=== Records supplied ===
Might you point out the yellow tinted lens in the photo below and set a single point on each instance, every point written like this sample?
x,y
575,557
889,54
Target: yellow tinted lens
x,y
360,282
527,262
===
Exercise description = Using the exact wording, write out all of the records.

Task output =
Might you point out the yellow tinted lens in the photo below and set a single point on each instance, every point written like this sample?
x,y
575,557
889,54
Target: yellow tinted lens
x,y
360,282
527,262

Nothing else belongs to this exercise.